PAGE -
Looking back, I guess I was more worried about it than I should have been. It was the "fear of the unknown", a job I have never done. Now I can say it was a piece of cake. Those pans had sat around here in the way since November.
Now the next big step is the quarter skins. I am going to do them one at a time. I will do the rustiest side first leaving the stronger one intact til I'm thru with the first one.
 
Thanks RR.
Looking back, I guess I was more worried about it than I should have been. It was the "fear of the unknown", a job I have never done. Now I can say it was a piece of cake. Those pans had sat around here since November.

Been down that road myself as we all have. Still learning new things on mine.
 
Thanks RR.
Looking back, I guess I was more worried about it than I should have been. It was the "fear of the unknown", a job I have never done. Now I can say it was a piece of cake


There's the magic words right there! It's not rocket science...a guy just needs to roll up his sleeves, put in the work and get it done like you did. Good work!!

COLLECTED MATERIAL -

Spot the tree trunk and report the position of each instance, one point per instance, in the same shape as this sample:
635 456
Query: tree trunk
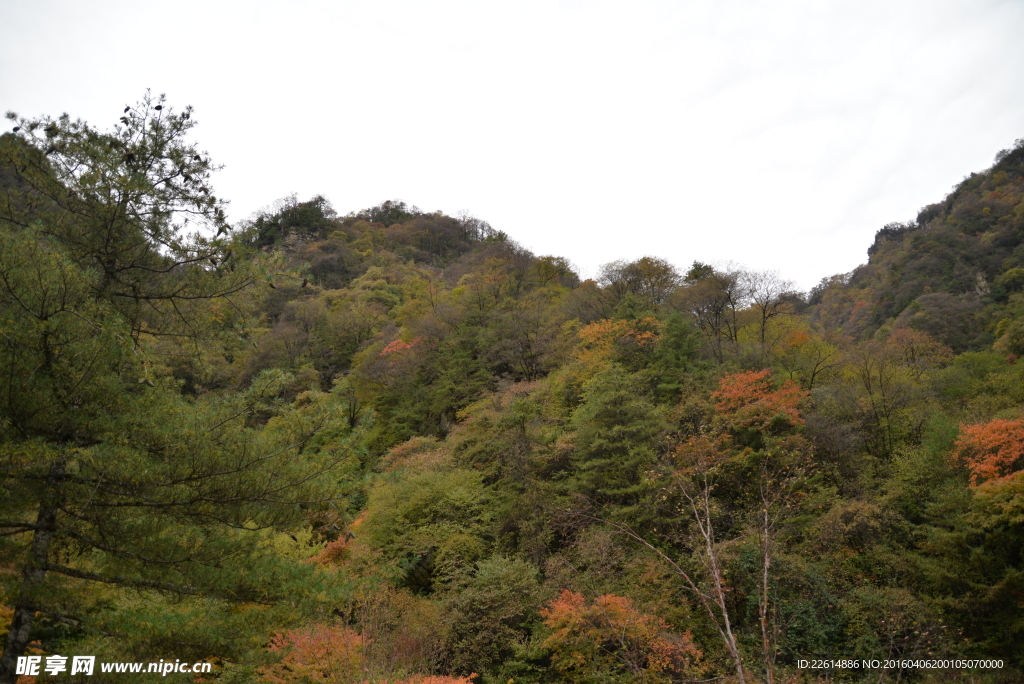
32 578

EXERCISE INSTRUCTIONS -
A: From the restoration thread, reproduce verbatim the part that opens with the words containing "Now the next" and closes with "things on mine.".
B: Extend the restoration thread beyond its final post, writing the next reply in the same informal forum manner.

ANSWERS FOR THE TASKS -
A:
Now the next big step is the quarter skins. I am going to do them one at a time. I will do the rustiest side first leaving the stronger one intact til I'm thru with the first one.
 
Thanks RR.
Looking back, I guess I was more worried about it than I should have been. It was the "fear of the unknown", a job I have never done. Now I can say it was a piece of cake. Those pans had sat around here since November.

Been down that road myself as we all have. Still learning new things on mine.

B:
 
Looking good Kid. We used the weld and tap method also on the floor and trunk pans. If you blast the area afterwards, the spot will pretty much disappear. Saves a lot of finish grinding, sanding, and filling time.
 
That was BADA$$ BAD TO THE BONE. Watched both video's, you're like a TOP GUN with that.
 
Back to the new toy/project.. I'm preparing to replace the side quarter skins, and I have to repair the outer wheel well halves where they are rusted out. I don't really want to replace them since that looks pretty hard, and I think I can patch them to look decent and hide the welds with undercoating. A bud told me that while I am at it I should modify the outer half of the wells to remove the "hump" for better big tire clearance. I kinda like the idea of "dehumping" since I am probably going with some big tires but don't want the car's rear to high. I think the hump is there for strength but I bet it want lose much if I do it right.
What do you guys think about the dehumping?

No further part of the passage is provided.